** START OF AVAILABLE DATA **
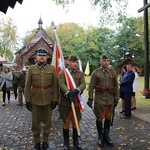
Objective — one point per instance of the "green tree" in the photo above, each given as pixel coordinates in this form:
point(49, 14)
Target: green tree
point(8, 39)
point(111, 11)
point(128, 41)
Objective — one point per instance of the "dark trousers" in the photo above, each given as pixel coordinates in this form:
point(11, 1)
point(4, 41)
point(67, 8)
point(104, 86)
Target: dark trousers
point(127, 100)
point(15, 87)
point(4, 95)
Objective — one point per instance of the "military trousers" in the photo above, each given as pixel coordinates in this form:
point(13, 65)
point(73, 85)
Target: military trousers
point(41, 122)
point(103, 111)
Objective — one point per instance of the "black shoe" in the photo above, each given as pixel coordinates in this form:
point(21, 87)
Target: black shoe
point(37, 146)
point(122, 111)
point(3, 104)
point(45, 146)
point(133, 108)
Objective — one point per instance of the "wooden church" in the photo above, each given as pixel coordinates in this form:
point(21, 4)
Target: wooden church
point(27, 55)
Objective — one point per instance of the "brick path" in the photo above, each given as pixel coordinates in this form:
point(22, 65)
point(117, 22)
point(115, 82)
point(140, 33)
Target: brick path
point(15, 131)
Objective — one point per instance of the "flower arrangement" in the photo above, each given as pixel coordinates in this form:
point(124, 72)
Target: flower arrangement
point(145, 92)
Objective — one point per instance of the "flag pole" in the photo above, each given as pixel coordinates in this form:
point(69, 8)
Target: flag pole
point(73, 108)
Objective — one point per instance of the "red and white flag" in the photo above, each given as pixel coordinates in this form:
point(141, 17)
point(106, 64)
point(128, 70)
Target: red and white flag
point(73, 86)
point(58, 59)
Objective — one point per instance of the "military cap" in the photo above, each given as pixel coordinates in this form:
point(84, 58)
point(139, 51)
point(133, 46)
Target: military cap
point(65, 57)
point(41, 52)
point(104, 56)
point(73, 58)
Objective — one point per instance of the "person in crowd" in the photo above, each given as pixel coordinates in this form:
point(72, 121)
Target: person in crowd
point(135, 87)
point(21, 75)
point(68, 96)
point(124, 70)
point(41, 96)
point(104, 84)
point(6, 84)
point(126, 88)
point(15, 84)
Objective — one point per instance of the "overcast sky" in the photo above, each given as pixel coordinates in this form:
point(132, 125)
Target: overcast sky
point(26, 16)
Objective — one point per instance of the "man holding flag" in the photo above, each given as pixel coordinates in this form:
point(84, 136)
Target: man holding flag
point(72, 83)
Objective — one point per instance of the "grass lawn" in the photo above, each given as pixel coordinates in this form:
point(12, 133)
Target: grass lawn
point(140, 100)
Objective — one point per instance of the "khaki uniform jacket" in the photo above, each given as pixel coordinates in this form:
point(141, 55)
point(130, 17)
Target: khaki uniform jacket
point(79, 81)
point(37, 76)
point(107, 80)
** END OF AVAILABLE DATA **
*WHAT THE TASK ASKS*
Convert all the records above into a JSON list of strings, one string per line, with blank lines left out. Leave the pictures out of the answer.

*WRITTEN RESPONSE*
[
  "Objective — one point per instance of the \"green tree\" in the photo above, each given as pixel coordinates in this form:",
  "point(49, 14)",
  "Target: green tree",
  "point(8, 39)",
  "point(111, 11)",
  "point(128, 41)",
  "Objective — one point per instance of the \"dark trousers\" in the photo above, each given as pixel coordinates in this form:",
  "point(11, 1)",
  "point(4, 41)",
  "point(67, 8)",
  "point(104, 86)",
  "Target: dark trousers",
  "point(127, 100)",
  "point(15, 87)",
  "point(4, 95)",
  "Objective — one point per instance of the \"military trousers\" in the photo above, each given as pixel coordinates in this form:",
  "point(13, 65)",
  "point(73, 85)",
  "Target: military trousers",
  "point(41, 122)",
  "point(103, 111)",
  "Objective — one point per instance of the \"black shoe\" in the photo above, each given as pixel coordinates in this form:",
  "point(21, 87)",
  "Target: black shoe",
  "point(37, 146)",
  "point(122, 111)",
  "point(3, 104)",
  "point(45, 146)",
  "point(133, 108)",
  "Objective — one point per instance of the \"wooden church\" in the photo above, each given as pixel coordinates in this form:",
  "point(21, 4)",
  "Target: wooden church",
  "point(27, 55)",
  "Objective — one point per instance of the \"brick path\" in the photo above, each given as pixel coordinates in this form:",
  "point(22, 65)",
  "point(117, 22)",
  "point(115, 82)",
  "point(140, 33)",
  "Target: brick path",
  "point(15, 131)",
  "Objective — one point per instance of the \"flower arrangement\" in the photo above, each given as pixel coordinates in this form:",
  "point(124, 72)",
  "Target: flower arrangement",
  "point(145, 92)",
  "Objective — one point per instance of the \"flag pole\" in the photo above, each given as pixel coordinates in this form:",
  "point(69, 8)",
  "Target: flag pole",
  "point(73, 108)",
  "Objective — one point per instance of the \"red and white flag\" in the photo above, each given as pixel coordinates in this form:",
  "point(141, 17)",
  "point(106, 64)",
  "point(128, 70)",
  "Target: red and white flag",
  "point(73, 86)",
  "point(58, 59)",
  "Objective — one point per instance of the \"military cap\" in the photo above, each given as pixel coordinates in this form:",
  "point(84, 58)",
  "point(139, 51)",
  "point(133, 46)",
  "Target: military cap",
  "point(65, 57)",
  "point(41, 52)",
  "point(104, 56)",
  "point(73, 58)",
  "Objective — one point per instance of the \"person in crowd\" in the photo above, each given as pixel coordinates in this form:",
  "point(72, 121)",
  "Target: person in crowd",
  "point(135, 87)",
  "point(21, 75)",
  "point(68, 96)",
  "point(124, 70)",
  "point(41, 96)",
  "point(104, 84)",
  "point(6, 84)",
  "point(126, 88)",
  "point(15, 84)",
  "Objective — one point per instance of the \"overcast sky\" in the photo above, each given as pixel coordinates in this form:",
  "point(132, 125)",
  "Target: overcast sky",
  "point(26, 16)",
  "Objective — one point per instance of the \"man holding flag\" in the photo above, each given as pixel coordinates in this form:",
  "point(84, 136)",
  "Target: man holding flag",
  "point(72, 83)",
  "Objective — one point per instance of the \"grass lawn\" in the photo above, each given as pixel coordinates in this form:",
  "point(12, 133)",
  "Target: grass lawn",
  "point(140, 100)",
  "Objective — one point per instance of the \"khaki uniform jacket\" in the photo above, each given as pixel coordinates in this form:",
  "point(141, 55)",
  "point(130, 17)",
  "Target: khaki uniform jacket",
  "point(79, 81)",
  "point(37, 76)",
  "point(107, 80)"
]